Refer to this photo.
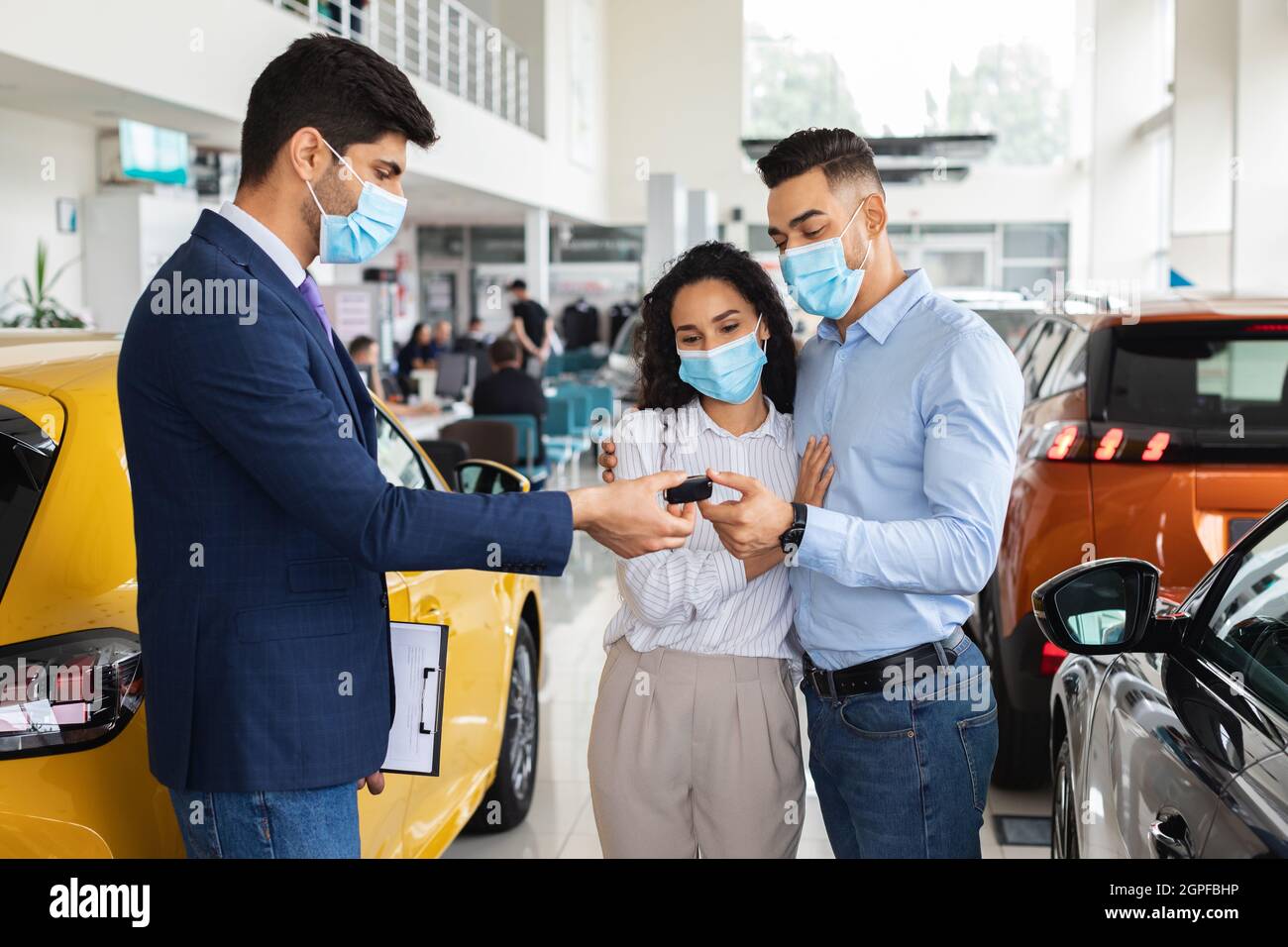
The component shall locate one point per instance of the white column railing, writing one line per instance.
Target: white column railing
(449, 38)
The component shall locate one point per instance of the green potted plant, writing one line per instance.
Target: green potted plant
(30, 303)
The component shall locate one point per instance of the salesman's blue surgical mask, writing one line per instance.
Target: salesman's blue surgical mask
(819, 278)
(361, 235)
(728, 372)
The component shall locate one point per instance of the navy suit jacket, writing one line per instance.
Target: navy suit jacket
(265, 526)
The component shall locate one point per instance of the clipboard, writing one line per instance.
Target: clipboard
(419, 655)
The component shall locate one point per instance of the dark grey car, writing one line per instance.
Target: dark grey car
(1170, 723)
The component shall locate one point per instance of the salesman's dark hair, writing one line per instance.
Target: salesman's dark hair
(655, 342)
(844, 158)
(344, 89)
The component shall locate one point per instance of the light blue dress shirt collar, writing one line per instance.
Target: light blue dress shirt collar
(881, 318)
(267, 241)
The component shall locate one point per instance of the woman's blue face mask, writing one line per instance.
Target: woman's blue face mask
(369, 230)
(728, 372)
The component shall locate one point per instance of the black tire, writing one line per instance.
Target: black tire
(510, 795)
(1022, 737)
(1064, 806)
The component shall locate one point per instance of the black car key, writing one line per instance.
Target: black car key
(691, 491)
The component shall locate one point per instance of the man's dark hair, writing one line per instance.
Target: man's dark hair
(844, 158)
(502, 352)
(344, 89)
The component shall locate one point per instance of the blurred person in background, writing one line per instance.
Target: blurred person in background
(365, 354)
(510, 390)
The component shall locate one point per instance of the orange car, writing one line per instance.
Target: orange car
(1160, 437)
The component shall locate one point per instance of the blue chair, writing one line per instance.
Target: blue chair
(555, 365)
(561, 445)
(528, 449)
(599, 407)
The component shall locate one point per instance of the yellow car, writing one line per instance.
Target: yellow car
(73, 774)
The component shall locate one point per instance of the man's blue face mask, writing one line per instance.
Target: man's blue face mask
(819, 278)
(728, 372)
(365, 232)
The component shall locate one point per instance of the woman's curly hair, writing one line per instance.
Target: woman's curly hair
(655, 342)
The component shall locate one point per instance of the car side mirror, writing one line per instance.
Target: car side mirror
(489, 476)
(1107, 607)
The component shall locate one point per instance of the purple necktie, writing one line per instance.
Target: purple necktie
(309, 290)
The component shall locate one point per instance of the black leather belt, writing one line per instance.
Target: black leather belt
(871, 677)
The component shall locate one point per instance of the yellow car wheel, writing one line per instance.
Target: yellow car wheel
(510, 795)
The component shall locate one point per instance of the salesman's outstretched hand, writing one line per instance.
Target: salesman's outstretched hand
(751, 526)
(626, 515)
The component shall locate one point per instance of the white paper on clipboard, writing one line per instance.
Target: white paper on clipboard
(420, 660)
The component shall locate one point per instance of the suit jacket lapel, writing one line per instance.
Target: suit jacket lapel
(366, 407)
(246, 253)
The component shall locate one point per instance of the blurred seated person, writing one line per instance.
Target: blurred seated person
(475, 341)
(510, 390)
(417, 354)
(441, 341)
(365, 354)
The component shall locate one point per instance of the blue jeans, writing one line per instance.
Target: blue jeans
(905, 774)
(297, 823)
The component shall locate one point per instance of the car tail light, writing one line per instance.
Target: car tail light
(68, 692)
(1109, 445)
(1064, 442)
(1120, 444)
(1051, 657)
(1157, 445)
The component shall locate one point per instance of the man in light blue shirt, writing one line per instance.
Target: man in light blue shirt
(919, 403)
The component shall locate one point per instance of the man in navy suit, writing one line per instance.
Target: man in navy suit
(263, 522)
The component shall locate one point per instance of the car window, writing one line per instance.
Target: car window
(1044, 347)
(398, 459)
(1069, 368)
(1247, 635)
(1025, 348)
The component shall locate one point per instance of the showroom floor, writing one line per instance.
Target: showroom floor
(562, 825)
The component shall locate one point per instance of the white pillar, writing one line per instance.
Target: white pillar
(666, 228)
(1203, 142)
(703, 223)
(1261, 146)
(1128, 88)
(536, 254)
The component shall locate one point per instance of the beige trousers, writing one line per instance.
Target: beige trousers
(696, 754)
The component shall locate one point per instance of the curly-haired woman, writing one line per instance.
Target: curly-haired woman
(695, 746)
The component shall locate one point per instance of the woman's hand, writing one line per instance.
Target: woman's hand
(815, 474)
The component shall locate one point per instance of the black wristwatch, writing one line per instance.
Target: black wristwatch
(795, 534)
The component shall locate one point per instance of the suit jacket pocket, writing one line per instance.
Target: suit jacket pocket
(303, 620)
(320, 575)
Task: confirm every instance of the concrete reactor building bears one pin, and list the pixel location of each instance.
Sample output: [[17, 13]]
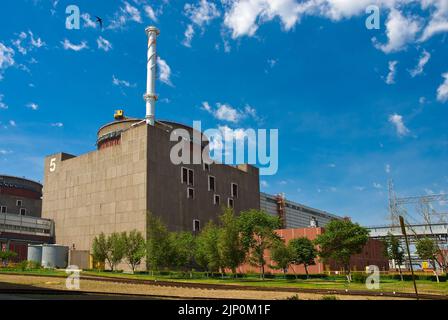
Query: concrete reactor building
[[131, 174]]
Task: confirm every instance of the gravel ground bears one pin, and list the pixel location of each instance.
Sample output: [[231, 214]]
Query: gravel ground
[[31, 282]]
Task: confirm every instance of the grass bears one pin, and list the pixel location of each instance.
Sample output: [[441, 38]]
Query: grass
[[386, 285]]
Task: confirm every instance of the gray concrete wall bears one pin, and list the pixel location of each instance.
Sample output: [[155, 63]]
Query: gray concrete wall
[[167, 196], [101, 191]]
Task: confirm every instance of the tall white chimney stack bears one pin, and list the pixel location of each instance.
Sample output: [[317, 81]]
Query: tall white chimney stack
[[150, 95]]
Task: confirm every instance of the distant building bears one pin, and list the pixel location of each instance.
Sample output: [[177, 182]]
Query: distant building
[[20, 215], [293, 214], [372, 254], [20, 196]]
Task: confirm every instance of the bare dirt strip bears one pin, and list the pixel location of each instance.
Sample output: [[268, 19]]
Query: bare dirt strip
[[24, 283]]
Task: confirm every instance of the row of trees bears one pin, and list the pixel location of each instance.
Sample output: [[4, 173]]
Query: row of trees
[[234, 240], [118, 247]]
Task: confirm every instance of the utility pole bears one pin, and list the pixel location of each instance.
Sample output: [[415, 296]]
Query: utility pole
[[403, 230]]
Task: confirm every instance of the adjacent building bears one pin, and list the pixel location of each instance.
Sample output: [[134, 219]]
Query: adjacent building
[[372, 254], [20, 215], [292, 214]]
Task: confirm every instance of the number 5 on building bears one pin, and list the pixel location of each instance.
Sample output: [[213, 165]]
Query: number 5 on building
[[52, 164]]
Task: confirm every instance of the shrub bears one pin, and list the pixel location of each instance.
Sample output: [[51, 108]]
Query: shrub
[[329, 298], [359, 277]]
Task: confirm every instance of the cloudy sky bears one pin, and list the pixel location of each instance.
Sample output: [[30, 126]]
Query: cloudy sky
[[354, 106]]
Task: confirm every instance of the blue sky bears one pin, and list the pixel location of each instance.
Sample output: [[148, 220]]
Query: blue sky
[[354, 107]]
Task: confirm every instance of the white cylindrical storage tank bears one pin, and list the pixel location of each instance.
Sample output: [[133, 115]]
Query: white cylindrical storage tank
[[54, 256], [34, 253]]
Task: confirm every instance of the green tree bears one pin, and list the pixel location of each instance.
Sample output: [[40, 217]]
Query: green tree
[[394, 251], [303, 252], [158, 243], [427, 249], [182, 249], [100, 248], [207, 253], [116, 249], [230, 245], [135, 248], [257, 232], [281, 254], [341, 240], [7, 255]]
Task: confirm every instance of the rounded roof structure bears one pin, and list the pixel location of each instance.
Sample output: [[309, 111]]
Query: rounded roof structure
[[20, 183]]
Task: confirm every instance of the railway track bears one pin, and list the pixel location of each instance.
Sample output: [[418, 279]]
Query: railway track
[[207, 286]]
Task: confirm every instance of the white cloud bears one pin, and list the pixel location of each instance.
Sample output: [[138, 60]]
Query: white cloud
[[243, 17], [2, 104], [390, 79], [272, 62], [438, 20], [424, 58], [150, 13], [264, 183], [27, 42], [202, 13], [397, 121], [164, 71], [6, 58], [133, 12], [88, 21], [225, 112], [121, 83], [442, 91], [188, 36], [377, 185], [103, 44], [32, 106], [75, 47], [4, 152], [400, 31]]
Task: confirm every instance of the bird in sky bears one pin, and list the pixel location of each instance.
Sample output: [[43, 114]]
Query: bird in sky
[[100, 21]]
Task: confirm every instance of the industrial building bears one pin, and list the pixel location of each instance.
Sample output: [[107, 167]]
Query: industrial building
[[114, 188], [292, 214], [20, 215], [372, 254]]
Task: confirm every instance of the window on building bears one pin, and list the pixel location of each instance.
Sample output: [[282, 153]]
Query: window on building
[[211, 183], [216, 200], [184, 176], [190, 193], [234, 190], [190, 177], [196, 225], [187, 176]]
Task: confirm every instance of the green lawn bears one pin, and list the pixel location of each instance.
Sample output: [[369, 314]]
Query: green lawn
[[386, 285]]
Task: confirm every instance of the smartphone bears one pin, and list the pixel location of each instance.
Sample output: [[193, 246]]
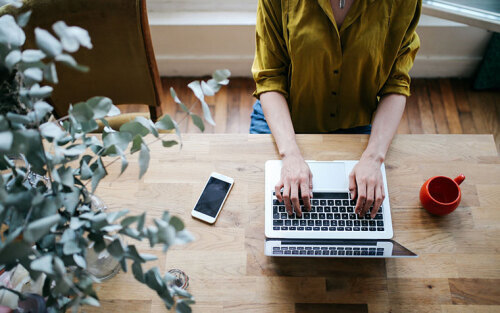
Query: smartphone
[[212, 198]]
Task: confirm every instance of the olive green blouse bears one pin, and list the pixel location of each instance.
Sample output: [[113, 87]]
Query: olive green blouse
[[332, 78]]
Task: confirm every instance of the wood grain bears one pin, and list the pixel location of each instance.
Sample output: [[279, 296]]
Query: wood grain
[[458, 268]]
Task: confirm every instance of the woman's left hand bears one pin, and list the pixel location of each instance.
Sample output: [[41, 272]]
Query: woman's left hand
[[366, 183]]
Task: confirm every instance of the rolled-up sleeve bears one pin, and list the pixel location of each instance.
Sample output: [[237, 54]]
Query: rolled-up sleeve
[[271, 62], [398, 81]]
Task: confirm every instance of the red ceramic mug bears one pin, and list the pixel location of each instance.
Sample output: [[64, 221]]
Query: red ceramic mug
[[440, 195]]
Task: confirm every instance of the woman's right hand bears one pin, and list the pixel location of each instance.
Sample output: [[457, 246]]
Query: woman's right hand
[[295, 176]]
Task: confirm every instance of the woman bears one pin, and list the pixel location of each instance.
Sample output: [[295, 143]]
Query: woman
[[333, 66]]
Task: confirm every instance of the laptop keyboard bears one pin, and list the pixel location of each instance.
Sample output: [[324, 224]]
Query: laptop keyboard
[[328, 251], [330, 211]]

REQUIRED WORK
The output is the lines from the start of the data above through the line containing "The component shall locate one point per instance of the green", unchanged, with any picture left out.

TASK SOLUTION
Refer to this photo.
The component shall locate one point per instance of the white column railing, writing one line per instance.
Target: white column railing
(449, 38)
The component shall locate one point per instance of the green potted plant, writing one line per instance.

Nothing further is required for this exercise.